Given exercise 1 =
According to the home-sale tax passage, how long must the father have lived in the home for it to count as his primary residence?
Given exercise 2 =
Carry on the home-sale tax passage from its final sentence.

Supplied text =
There are different rules
regarding the sale of a home versus gifting a home, so let's look at each of these. The same rules apply whether he will be selling or gifting the home to you or to anyone else that is not related.
If your father were to sell his home, he would be subject to long term capital gains tax on any gain he had from the sale. However, if this was his primary residence, then there is an exclusion he may claim. In order for this to be considered his primary residence, he must have owned the home for at least 2 years and he must have lived in the home for at least 2 of the last 5 years. If he satisifes those rules, then when he sells the home he may exclude $250,000 (or $500,000 if he is married filing a joint return) from any gain he has before any excess gain is subject to tax.
His gain is figured by taking the sale price less his basis. His basis in the home is whatever he originally paid for the home plus the cost of any improvements he made while he owned it. So as an example, let's say your father originally paid $50,000 for this home and then made another $10,000 in improvements. That gives him a basis of $60,000. If he now sells the home for $200,000 he has a gain of $140,000. However, if this is his primary residence then he can exclude $250,000 from the gain, which would then leave him with no taxable gain at all.
Using the same example as above, let's say he sells the home for $360,000 and his basis is still $60,000. He now has a gain of $300,000. He would claim his allowed exclusion of $250,000 and only be liable for tax on the remaining $50,000 profit. This would be taxed at the long term capital gains tax rate which is currently capped at 15%.

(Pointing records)
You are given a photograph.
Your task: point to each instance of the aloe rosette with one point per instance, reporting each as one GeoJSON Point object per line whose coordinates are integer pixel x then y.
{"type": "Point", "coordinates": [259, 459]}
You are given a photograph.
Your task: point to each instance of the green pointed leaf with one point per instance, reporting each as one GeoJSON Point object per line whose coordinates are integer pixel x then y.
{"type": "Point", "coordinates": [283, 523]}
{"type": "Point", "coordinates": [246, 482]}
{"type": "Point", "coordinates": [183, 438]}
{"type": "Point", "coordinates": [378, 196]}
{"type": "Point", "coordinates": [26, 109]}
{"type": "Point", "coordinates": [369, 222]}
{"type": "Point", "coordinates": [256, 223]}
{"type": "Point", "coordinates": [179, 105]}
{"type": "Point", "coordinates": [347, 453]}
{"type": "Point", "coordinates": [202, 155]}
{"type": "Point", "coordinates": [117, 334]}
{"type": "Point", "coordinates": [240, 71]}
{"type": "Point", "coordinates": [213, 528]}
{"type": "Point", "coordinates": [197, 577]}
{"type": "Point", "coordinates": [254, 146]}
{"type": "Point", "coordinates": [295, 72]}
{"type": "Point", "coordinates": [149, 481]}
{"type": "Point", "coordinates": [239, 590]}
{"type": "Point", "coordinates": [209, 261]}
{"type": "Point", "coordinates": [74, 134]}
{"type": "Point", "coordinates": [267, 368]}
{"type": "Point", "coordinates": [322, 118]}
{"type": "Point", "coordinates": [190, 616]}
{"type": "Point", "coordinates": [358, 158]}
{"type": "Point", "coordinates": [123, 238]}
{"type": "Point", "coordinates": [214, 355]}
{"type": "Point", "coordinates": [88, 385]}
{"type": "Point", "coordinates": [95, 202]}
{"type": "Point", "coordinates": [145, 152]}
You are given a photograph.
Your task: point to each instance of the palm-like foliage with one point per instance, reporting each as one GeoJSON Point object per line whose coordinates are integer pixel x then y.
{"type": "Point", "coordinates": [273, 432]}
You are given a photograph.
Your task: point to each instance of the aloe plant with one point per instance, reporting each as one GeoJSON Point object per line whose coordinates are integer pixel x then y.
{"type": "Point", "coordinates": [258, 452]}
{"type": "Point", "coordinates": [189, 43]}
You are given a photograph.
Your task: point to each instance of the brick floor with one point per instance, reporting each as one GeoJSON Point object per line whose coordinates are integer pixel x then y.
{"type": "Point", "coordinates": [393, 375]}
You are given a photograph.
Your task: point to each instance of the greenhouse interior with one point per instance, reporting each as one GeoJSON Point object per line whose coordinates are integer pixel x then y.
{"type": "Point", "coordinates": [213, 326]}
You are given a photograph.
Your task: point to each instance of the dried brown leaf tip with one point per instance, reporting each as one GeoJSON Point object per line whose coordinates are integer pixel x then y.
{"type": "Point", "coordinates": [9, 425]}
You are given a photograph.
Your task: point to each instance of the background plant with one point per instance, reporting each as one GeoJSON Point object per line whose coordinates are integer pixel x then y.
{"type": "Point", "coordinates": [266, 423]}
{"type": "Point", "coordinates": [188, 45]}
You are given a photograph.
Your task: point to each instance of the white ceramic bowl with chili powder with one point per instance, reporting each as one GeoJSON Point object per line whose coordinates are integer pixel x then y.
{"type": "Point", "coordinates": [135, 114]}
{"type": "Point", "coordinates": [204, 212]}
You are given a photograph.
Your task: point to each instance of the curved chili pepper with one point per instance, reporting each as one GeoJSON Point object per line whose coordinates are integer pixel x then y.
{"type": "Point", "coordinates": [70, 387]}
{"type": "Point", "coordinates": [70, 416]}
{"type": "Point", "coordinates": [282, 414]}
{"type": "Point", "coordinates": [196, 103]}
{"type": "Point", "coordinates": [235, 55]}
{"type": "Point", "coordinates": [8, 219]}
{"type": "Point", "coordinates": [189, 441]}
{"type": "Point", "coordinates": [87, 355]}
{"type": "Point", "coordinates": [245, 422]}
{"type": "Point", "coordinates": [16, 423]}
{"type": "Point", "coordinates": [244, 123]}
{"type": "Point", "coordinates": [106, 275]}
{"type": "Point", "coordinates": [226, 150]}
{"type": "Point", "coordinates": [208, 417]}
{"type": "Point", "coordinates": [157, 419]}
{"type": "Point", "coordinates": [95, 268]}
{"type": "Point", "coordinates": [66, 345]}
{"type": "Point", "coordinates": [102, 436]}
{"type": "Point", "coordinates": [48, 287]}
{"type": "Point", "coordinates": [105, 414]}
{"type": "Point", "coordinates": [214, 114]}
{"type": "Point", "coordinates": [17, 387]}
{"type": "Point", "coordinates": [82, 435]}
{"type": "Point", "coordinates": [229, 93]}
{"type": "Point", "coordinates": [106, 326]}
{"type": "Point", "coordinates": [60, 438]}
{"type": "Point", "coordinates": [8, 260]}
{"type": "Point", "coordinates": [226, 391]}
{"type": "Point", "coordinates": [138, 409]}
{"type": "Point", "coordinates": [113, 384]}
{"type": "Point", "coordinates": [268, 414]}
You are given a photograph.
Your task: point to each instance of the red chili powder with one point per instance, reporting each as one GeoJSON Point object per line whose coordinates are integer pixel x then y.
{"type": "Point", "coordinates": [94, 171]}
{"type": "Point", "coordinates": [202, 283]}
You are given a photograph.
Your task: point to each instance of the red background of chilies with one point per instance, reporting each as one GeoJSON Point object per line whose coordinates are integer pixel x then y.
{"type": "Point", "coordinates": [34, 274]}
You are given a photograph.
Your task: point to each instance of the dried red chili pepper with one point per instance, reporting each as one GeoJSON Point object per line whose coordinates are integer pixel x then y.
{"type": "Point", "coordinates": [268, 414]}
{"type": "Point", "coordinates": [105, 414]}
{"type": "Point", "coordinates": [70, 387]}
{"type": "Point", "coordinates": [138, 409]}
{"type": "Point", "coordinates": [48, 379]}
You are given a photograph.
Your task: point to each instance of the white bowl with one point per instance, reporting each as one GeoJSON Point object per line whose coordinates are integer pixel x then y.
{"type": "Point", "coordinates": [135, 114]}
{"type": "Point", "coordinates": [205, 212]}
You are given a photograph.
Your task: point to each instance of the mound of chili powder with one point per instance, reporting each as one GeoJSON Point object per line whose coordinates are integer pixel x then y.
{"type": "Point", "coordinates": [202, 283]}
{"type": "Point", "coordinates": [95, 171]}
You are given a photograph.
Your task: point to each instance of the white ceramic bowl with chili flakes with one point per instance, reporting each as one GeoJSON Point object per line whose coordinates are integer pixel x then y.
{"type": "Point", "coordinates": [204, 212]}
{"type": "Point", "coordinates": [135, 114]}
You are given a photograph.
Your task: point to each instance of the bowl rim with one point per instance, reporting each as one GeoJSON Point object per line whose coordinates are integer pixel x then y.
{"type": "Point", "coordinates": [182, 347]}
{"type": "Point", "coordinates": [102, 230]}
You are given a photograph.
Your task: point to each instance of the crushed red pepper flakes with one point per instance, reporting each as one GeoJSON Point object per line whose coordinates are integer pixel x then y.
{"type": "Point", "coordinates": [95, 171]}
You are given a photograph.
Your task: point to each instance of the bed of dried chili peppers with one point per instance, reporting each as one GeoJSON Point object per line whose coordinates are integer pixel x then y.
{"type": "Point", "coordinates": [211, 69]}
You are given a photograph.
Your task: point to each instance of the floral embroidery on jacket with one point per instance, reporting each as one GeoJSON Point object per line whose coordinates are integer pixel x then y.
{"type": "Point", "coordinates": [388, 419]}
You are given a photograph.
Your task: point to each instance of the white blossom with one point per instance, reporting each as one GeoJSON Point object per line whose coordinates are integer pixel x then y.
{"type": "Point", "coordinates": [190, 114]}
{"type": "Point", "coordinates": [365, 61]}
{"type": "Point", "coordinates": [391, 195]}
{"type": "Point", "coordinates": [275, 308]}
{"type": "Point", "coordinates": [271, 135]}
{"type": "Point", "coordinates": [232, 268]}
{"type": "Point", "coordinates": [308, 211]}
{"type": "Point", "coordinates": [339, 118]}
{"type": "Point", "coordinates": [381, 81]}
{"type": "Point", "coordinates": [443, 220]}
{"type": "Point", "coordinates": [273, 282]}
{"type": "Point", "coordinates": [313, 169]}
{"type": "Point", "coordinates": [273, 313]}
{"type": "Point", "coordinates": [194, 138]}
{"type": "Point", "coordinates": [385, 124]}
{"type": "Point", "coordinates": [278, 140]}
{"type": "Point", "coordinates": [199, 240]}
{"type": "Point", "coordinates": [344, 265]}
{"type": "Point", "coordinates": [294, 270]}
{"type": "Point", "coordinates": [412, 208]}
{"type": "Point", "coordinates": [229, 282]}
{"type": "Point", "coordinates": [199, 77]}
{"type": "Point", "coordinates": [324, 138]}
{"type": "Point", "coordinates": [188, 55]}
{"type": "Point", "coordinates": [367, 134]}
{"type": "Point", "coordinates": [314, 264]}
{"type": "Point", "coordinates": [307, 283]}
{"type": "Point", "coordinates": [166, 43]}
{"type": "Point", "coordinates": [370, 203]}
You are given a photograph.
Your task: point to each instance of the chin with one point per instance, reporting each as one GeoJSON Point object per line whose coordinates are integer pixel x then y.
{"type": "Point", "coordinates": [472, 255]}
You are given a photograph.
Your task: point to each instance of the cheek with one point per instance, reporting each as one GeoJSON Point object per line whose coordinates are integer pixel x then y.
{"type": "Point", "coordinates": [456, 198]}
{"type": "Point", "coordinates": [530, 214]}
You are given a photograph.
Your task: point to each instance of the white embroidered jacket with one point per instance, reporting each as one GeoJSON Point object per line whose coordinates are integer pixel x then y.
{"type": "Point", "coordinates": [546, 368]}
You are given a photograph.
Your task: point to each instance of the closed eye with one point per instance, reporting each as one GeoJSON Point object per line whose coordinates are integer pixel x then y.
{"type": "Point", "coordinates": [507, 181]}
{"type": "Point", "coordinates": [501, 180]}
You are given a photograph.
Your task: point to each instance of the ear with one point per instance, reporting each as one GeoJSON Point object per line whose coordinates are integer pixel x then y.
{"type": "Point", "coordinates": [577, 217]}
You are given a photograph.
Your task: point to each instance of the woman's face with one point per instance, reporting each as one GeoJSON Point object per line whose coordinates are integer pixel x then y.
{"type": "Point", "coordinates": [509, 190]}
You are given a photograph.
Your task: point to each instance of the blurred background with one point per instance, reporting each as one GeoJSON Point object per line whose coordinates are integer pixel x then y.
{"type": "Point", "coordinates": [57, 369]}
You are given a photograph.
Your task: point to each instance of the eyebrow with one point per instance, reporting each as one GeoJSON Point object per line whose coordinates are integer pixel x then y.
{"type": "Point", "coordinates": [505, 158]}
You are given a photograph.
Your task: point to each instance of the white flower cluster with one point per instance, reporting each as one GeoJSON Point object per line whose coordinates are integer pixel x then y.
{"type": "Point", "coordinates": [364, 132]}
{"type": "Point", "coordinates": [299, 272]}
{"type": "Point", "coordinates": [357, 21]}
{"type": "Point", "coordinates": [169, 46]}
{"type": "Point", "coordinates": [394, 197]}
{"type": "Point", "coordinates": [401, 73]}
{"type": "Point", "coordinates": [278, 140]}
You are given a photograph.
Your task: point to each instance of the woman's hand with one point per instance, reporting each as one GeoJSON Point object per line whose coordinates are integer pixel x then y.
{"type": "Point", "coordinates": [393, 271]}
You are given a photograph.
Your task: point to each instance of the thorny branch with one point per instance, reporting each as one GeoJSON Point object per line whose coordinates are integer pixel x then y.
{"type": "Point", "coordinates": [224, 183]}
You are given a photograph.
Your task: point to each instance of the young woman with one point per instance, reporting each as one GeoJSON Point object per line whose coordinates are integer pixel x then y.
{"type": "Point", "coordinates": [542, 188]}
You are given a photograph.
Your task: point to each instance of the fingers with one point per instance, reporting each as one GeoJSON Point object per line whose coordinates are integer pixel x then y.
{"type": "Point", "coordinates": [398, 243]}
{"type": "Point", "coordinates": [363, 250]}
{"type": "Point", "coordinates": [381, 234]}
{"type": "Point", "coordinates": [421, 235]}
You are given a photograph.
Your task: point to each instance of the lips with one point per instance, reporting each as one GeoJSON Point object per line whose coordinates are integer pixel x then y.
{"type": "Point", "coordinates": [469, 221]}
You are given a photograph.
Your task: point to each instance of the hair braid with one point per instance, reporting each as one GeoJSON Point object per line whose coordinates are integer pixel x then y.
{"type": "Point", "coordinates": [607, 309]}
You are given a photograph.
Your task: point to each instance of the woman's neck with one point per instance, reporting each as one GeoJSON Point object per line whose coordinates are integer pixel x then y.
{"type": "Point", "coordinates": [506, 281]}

Task result 1 =
He must have lived in it for at least 2 of the last 5 years.

Task result 2 =
If instead of selling the home he gives this to you as a gift, then there is likely no tax due, but it would need to be reported. Under current law
, each taxpayer is allowed to give gifts in their lifetime of up to $1 million in value before any gift tax
is due. However, if someone gives a gift that is worth more than $13,000 in any one year, then the gift must be reported on Form 709. No tax would be due unless the taxpayer had already used up his $1 million lifetime exemption, but the form would need to be filed.
The only drawback to him gifting you this home is that when you receive property as a gift, you would retain the same basis as your father's basis. So again, using the example above, if your father's basis was $60,000, that same basis passes on to you when you receive the home as a gift. So when you eventually sell the home that would be the basis you need to use in determining if you had any taxable gain from the sale.
If instead of gifting you this home, your father would instead leave it to you in his will, then when you receive property through an inheritance, you automatically receive a stepped up basis. What that means is that your new basis would be the fair market value of the home on the day you inherit it. By having this increased basis, when you eventually sell the property you will have a much smaller gain to worry about paying any tax on.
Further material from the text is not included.